Ricardo Medina Moyano, un inspirador de justicia
05 de Noviembre de 2013
Artículo publicado en la edición N° 189 de ÁMBITO JURÍDICO, que circuló del 7 al 20 de noviembre del 2005.
“Muchas veces se le oyó decir a Ricardo Medina que lo primero que se debe esperar de un hombre es que esté de acuerdo consigo mismo”. Miguel Sánchez Méndez
Por Lina Andrea Morales Barragán
Baja estatura, manos atrás, cabello bien peinado aunque no muy corto, voz baja y paternal, que indicaba afecto y seguridad. La apariencia de un intelectual del siglo XIV. Así era Ricardo Medina Moyano.
Un hombre silencioso, pero trascendente, que nació en Bogotá, el 14 de marzo de 1930, en el hogar de don Jorge Medina López y doña Beatriz Moyano Rey. Su educación primaria la realizó en el Instituto de La Salle, en Villavicencio.

■ Instrucción a
En los registros, toma el tramo que va desde la línea que contiene "# locate green jacket: put" hasta la línea que contiene "# locate group of footballers: put", ambas incluidas. Reescribe solo esas líneas cambiando "stadium staircase" por "stadium steps" y dejando todo lo demás igual.

Registros extraídos de una colección
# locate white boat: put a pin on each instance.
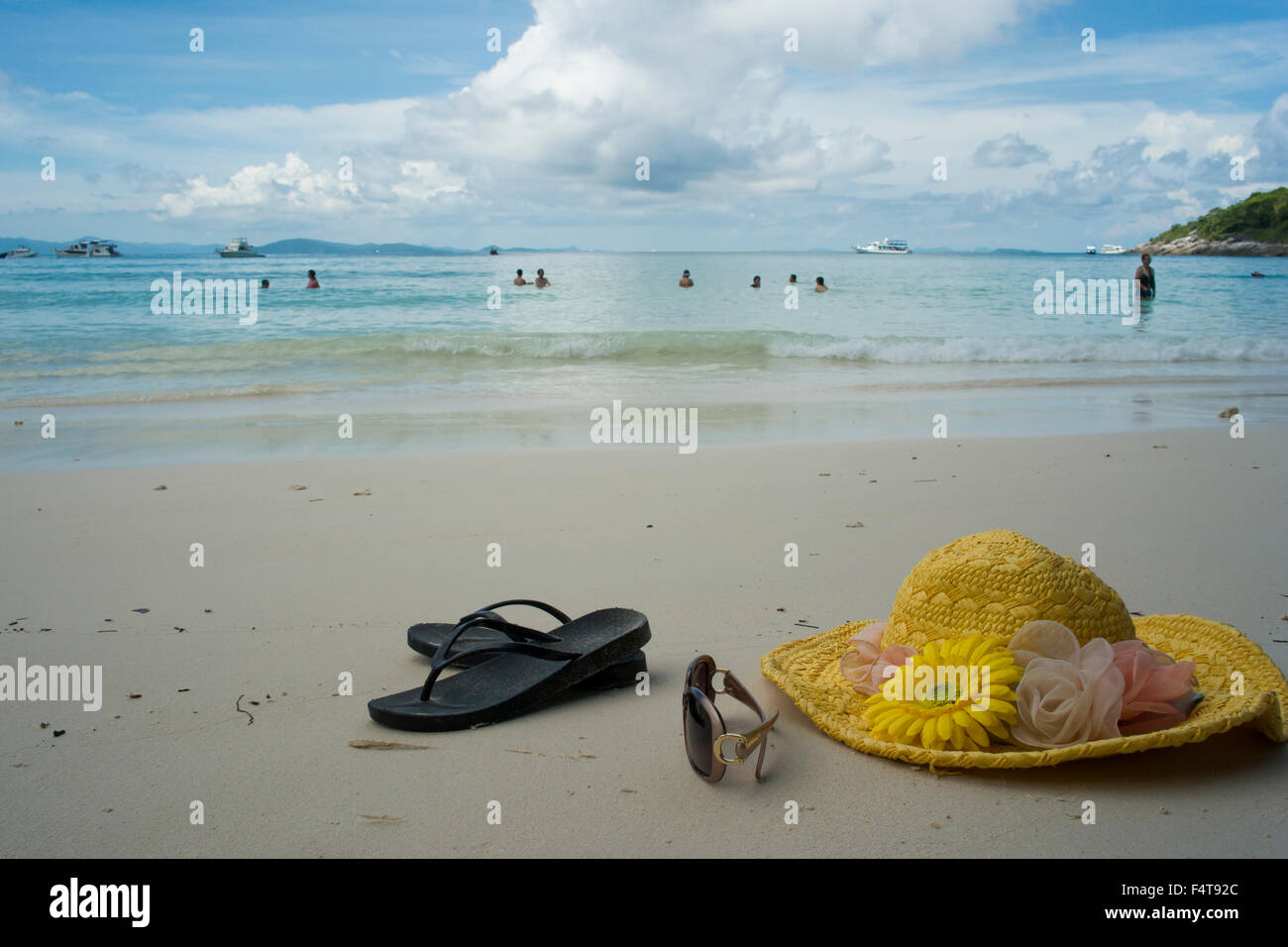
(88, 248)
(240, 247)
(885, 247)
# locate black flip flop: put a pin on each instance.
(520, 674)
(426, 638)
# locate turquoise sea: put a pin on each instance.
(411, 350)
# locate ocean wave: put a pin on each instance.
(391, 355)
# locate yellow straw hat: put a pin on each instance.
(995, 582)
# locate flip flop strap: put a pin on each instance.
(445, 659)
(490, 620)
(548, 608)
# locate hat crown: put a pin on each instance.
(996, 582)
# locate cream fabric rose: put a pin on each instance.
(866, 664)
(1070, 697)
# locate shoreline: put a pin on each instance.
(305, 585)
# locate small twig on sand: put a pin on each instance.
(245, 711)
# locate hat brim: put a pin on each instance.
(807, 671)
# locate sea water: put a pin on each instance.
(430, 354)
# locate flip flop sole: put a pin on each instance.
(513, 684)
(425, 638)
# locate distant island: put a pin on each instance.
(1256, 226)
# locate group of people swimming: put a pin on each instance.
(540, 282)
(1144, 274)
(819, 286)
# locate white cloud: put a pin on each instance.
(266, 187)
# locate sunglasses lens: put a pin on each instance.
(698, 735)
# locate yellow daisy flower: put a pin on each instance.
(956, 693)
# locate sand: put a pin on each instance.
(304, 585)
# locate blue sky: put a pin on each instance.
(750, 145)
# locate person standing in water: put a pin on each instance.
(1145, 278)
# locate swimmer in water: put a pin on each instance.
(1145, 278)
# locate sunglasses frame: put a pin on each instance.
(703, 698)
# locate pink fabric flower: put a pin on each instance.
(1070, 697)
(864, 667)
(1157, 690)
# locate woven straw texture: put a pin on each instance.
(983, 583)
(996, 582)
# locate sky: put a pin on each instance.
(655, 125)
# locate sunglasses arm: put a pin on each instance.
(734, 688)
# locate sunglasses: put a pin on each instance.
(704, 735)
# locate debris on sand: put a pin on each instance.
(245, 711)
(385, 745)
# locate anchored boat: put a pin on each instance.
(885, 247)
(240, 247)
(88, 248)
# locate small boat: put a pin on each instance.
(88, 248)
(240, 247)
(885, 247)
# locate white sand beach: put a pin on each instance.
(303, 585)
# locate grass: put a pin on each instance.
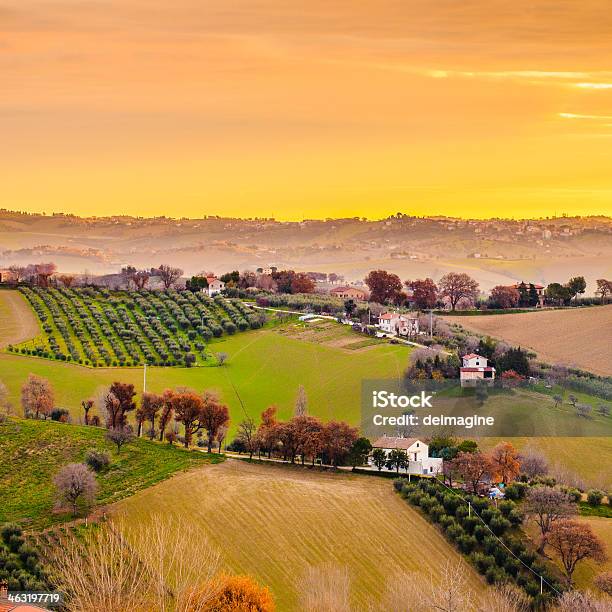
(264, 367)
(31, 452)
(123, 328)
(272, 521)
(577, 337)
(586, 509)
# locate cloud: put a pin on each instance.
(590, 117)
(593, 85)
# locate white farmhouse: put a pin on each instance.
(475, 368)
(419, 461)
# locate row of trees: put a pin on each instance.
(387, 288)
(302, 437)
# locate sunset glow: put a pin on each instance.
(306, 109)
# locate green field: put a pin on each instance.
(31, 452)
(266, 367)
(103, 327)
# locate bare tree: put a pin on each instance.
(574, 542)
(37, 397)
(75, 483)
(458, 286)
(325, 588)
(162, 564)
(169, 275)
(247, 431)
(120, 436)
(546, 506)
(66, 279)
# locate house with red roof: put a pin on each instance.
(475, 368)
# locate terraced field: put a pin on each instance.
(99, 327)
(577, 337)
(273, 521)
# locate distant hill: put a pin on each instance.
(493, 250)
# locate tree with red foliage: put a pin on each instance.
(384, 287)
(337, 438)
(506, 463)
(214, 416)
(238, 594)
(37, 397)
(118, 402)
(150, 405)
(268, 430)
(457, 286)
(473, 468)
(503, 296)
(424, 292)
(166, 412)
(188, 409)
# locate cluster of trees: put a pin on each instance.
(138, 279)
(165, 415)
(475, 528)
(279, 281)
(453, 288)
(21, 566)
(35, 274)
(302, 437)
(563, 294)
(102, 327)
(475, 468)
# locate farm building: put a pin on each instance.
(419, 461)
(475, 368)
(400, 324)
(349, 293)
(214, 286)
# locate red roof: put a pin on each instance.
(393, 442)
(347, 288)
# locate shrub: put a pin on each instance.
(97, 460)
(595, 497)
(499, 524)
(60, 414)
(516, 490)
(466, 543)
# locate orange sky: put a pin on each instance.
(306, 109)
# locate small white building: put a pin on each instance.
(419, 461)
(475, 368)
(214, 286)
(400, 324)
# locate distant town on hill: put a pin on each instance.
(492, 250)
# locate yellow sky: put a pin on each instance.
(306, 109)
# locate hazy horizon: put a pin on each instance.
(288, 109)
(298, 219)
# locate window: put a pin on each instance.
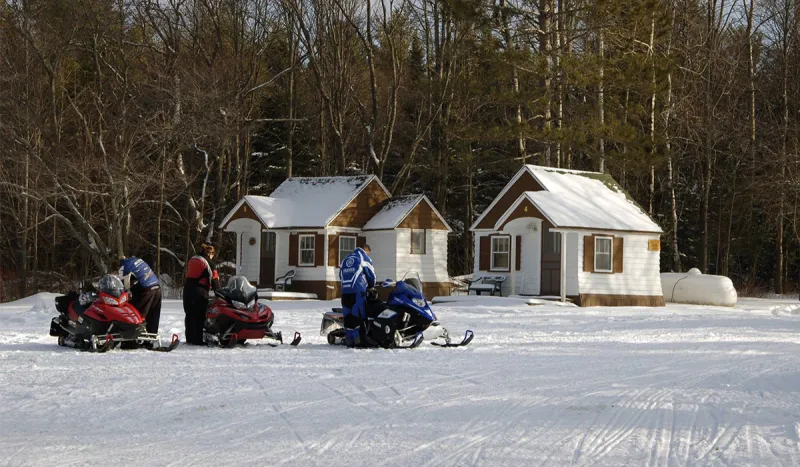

--

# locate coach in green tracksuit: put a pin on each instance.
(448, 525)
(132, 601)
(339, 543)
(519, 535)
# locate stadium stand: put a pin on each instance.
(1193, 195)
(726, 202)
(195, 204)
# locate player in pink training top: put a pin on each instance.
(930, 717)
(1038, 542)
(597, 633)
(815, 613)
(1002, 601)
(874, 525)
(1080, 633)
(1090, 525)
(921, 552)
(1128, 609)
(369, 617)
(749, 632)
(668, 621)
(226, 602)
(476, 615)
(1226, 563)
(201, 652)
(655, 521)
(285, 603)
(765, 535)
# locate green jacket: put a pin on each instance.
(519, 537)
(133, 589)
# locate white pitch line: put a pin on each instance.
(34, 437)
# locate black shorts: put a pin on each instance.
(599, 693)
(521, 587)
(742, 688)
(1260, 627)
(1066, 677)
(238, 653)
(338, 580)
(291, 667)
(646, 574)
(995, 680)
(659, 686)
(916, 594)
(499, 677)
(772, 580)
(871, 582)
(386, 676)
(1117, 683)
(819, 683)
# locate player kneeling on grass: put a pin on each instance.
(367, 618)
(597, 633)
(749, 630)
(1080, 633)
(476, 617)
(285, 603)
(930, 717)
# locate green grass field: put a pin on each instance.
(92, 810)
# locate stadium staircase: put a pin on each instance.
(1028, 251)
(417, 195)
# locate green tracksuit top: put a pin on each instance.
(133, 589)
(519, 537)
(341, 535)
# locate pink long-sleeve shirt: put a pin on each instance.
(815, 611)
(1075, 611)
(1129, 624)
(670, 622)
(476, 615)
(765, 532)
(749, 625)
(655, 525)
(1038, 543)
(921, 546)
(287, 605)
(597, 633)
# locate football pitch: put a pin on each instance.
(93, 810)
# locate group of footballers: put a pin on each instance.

==

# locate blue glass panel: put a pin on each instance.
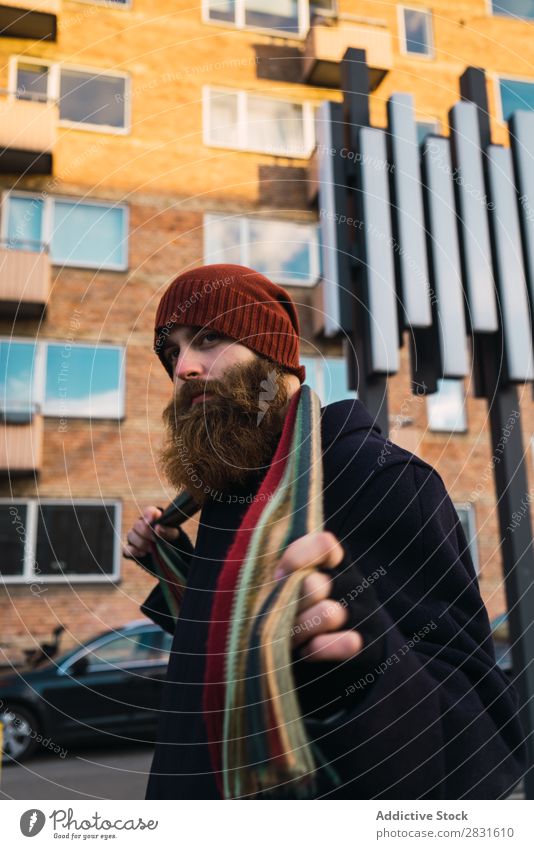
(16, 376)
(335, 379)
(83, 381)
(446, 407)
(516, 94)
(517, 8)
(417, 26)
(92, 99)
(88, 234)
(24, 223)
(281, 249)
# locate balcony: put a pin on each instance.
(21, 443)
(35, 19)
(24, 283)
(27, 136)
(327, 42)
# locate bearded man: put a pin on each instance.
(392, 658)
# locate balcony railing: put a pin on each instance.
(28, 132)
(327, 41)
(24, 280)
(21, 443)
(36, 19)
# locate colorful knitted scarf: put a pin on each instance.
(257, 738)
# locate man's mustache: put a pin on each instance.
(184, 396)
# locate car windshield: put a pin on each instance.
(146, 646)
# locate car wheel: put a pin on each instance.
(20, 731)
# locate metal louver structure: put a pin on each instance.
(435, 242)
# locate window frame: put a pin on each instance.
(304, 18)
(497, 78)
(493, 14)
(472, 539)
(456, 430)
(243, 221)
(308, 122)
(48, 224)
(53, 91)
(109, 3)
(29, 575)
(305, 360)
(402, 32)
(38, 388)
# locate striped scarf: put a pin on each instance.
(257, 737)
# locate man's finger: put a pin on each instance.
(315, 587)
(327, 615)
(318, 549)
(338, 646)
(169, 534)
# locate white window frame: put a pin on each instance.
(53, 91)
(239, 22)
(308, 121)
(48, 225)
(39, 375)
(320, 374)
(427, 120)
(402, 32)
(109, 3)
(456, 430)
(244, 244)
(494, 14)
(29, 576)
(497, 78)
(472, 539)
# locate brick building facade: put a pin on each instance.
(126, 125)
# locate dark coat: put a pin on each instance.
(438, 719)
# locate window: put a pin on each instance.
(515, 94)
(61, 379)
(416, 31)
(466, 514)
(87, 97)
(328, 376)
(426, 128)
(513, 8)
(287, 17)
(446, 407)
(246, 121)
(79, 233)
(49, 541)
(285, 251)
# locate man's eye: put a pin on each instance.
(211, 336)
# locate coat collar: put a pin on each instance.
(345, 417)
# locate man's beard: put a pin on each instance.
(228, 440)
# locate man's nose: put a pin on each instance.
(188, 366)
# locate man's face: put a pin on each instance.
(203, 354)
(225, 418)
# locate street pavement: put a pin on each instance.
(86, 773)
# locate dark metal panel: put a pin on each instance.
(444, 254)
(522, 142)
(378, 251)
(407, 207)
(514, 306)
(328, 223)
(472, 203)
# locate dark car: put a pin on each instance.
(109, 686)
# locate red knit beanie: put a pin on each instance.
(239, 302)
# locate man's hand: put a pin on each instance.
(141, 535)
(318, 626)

■ Instrucción b
Transcribe de nuevo, completo y sin ningún cambio, el texto sobre Ricardo Medina Moyano.

■ Respuesta correcta a
# locate green jacket: put a pin on each instance.
(519, 537)
(133, 589)
# locate white pitch line: put a pin on each instance.
(34, 437)
# locate black shorts: put a pin on each instance.
(599, 693)
(521, 587)
(742, 688)
(1260, 627)
(1066, 677)
(238, 653)
(338, 580)
(291, 667)
(646, 574)
(995, 680)
(659, 686)
(916, 594)
(499, 677)
(772, 580)
(871, 582)
(386, 676)
(1117, 683)
(819, 683)
# locate player kneeling on grass: put a pin on each instance.
(367, 618)
(597, 633)
(749, 630)
(1080, 633)
(476, 617)
(285, 603)
(930, 717)
# locate green grass field: put a pin on each instance.
(92, 810)
# locate stadium steps: put a pin on each instance.
(1028, 251)
(417, 195)
# locate green tracksuit top: put a pin on each instance.
(133, 589)
(519, 537)
(341, 535)
# locate pink long-sleeve shirt: put a pin on each instance.
(815, 611)
(1075, 611)
(1129, 624)
(670, 622)
(476, 615)
(765, 532)
(749, 625)
(655, 525)
(1038, 543)
(921, 546)
(287, 605)
(597, 633)
# locate football pitch: put a pin on each instance.
(93, 810)
# locate group of footballers: put a pin on each instance.

■ Respuesta correcta b
Ricardo Medina Moyano, un inspirador de justicia
05 de Noviembre de 2013
Artículo publicado en la edición N° 189 de ÁMBITO JURÍDICO, que circuló del 7 al 20 de noviembre del 2005.
“Muchas veces se le oyó decir a Ricardo Medina que lo primero que se debe esperar de un hombre es que esté de acuerdo consigo mismo”. Miguel Sánchez Méndez
Por Lina Andrea Morales Barragán
Baja estatura, manos atrás, cabello bien peinado aunque no muy corto, voz baja y paternal, que indicaba afecto y seguridad. La apariencia de un intelectual del siglo XIV. Así era Ricardo Medina Moyano.
Un hombre silencioso, pero trascendente, que nació en Bogotá, el 14 de marzo de 1930, en el hogar de don Jorge Medina López y doña Beatriz Moyano Rey. Su educación primaria la realizó en el Instituto de La Salle, en Villavicencio.